● **Work item**: The lines of the records that include "beam" should all be copied.

● **Input material**:
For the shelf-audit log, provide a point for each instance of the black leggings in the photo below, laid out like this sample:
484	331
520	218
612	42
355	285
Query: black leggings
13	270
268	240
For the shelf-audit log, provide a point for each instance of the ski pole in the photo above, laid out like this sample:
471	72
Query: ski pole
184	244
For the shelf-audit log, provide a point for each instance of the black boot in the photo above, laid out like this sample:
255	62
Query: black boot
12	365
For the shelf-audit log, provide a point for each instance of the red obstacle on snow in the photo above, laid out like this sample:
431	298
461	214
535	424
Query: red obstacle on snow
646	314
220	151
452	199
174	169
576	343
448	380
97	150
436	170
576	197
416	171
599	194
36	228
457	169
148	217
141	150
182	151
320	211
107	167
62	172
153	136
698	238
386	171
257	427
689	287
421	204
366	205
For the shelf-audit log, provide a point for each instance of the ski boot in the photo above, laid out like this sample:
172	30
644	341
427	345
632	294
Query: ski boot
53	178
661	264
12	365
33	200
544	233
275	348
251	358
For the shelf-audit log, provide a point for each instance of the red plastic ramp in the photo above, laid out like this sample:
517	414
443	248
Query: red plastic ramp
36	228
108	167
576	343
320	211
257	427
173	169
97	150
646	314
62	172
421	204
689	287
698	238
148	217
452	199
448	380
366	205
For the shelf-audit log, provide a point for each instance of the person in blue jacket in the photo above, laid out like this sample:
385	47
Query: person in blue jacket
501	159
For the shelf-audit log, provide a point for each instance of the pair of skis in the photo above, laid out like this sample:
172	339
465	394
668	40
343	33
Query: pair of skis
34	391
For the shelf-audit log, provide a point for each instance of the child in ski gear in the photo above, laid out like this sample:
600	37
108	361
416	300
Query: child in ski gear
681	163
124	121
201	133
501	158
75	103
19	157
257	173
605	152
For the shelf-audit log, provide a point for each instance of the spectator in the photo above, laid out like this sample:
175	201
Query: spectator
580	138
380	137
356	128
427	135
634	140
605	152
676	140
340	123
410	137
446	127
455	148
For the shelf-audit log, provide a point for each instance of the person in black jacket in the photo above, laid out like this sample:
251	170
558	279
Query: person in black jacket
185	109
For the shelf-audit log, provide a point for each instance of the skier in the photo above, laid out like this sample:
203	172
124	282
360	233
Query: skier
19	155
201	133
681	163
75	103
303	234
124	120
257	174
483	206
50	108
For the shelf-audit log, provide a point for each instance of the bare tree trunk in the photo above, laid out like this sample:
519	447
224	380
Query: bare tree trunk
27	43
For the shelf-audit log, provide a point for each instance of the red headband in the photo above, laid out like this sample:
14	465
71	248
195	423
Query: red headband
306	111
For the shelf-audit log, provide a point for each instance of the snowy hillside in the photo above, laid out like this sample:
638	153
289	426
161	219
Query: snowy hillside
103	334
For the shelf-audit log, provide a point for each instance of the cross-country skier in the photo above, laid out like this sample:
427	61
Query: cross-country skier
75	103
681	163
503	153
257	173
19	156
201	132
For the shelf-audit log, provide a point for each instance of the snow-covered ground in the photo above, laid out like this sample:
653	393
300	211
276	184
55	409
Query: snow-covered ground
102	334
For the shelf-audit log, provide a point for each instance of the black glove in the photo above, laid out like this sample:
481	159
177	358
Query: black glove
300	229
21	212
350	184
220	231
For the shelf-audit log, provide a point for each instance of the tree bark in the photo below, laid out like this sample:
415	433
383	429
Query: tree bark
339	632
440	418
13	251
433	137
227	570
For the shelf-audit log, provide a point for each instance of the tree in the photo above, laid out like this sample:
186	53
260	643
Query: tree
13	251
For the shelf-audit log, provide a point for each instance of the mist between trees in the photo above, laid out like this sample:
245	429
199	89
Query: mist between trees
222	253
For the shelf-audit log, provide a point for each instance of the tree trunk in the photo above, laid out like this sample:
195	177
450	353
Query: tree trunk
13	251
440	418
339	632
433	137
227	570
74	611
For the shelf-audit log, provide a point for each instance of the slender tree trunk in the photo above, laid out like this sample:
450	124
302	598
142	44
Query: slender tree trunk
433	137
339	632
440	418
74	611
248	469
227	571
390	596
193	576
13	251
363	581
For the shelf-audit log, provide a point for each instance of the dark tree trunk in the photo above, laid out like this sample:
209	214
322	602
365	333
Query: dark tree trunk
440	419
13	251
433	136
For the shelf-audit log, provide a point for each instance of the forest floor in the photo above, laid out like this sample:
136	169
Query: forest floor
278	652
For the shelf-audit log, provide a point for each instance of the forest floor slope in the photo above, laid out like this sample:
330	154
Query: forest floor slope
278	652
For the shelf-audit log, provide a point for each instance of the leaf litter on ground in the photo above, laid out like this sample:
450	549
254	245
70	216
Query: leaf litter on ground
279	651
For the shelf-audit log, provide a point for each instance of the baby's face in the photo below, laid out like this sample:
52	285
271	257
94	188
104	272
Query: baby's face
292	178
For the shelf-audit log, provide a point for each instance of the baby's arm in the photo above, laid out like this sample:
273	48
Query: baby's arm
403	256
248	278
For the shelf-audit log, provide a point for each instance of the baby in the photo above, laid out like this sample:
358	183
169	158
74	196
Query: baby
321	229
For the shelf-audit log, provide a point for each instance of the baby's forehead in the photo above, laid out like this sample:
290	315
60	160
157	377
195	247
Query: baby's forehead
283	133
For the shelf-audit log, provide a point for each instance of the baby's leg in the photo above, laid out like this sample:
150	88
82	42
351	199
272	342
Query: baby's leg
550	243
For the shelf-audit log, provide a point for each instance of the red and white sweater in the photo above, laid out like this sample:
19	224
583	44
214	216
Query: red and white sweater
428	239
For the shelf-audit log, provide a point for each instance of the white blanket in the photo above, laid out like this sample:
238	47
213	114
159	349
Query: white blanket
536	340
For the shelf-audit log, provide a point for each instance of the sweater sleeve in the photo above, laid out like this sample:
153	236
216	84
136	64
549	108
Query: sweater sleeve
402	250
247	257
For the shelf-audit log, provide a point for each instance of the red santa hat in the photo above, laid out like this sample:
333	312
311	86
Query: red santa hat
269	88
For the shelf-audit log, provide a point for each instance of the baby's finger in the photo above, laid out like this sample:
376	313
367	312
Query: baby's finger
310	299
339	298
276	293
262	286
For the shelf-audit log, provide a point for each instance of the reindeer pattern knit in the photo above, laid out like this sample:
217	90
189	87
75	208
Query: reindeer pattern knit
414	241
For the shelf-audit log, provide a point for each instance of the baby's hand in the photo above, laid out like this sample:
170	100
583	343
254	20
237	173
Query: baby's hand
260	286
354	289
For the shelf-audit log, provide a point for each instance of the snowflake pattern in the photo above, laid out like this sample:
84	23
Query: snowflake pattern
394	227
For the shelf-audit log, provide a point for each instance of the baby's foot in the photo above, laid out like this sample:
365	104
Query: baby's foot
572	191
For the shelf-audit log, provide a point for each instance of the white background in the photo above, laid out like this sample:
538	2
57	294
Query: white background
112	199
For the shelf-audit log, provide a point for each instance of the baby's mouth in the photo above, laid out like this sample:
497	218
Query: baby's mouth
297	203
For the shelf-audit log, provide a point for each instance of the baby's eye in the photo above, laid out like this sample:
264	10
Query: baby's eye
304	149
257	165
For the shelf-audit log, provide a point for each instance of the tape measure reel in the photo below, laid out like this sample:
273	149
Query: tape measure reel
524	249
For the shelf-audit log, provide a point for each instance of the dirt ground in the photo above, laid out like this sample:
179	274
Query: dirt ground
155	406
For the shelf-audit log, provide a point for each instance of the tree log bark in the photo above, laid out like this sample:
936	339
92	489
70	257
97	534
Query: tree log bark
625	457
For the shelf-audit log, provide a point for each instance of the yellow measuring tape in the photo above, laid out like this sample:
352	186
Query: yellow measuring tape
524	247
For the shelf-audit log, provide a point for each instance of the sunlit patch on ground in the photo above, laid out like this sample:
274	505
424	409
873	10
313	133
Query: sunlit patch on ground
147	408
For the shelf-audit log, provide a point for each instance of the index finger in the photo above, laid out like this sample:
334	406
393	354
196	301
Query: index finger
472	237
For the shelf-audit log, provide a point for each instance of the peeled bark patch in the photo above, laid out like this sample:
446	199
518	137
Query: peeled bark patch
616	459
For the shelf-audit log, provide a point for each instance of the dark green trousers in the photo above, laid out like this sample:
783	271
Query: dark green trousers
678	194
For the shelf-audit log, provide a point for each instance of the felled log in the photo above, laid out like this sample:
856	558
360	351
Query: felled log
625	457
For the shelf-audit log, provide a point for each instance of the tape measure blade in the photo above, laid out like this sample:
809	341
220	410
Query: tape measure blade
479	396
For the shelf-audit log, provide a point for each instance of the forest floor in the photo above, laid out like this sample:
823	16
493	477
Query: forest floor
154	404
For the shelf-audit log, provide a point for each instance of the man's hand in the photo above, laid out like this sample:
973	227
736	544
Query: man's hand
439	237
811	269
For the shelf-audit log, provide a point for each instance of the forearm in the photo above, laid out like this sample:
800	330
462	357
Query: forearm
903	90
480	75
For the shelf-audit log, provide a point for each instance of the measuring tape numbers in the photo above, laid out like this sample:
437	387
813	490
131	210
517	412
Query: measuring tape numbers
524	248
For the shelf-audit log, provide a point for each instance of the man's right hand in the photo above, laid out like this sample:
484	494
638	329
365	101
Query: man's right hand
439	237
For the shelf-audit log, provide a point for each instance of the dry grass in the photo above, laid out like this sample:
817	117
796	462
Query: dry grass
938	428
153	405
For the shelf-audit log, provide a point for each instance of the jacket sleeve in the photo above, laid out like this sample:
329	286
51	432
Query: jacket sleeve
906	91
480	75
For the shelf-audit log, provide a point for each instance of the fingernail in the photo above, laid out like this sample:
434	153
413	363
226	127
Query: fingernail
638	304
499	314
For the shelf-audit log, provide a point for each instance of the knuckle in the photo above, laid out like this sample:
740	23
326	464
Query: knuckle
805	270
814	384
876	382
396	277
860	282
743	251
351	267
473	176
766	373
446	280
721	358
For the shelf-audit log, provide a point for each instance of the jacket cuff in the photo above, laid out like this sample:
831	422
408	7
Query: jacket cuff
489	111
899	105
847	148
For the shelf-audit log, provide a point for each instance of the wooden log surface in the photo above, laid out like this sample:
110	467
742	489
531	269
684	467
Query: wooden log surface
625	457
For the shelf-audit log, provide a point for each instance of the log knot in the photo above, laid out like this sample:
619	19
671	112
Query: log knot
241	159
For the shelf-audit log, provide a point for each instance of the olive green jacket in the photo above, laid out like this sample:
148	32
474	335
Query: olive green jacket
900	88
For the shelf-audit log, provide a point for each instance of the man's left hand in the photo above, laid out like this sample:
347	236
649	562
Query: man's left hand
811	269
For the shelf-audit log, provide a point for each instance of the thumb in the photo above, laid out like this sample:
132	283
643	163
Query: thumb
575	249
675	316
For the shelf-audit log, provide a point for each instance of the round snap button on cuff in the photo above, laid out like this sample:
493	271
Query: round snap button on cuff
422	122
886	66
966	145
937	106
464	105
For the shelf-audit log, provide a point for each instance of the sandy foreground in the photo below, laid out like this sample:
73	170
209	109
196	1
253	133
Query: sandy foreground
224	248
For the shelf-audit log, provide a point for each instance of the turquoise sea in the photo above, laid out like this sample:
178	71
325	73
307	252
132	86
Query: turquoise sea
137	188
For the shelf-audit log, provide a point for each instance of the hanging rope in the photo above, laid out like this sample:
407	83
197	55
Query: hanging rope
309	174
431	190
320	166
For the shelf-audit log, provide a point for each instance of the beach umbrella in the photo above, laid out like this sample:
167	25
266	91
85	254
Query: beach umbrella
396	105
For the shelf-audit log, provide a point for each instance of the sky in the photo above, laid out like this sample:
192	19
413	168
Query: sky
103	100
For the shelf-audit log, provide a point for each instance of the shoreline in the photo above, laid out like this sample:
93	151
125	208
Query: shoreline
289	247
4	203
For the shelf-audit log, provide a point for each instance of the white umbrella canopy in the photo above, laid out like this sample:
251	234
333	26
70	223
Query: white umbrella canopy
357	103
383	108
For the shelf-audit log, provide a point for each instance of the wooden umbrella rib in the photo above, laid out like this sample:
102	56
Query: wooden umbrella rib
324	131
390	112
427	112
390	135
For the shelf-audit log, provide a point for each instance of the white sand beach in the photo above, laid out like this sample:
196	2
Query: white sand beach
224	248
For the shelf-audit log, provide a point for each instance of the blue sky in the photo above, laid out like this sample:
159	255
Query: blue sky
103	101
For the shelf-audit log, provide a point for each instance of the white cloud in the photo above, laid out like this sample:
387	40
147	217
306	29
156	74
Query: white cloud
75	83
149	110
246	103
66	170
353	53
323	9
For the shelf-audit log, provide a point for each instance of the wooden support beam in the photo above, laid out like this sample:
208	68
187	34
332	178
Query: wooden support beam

● **Result below**:
For the shelf-audit log, provide a point for each instance of the wooden support beam in the photo above, laid out like this sample:
Query: wooden support beam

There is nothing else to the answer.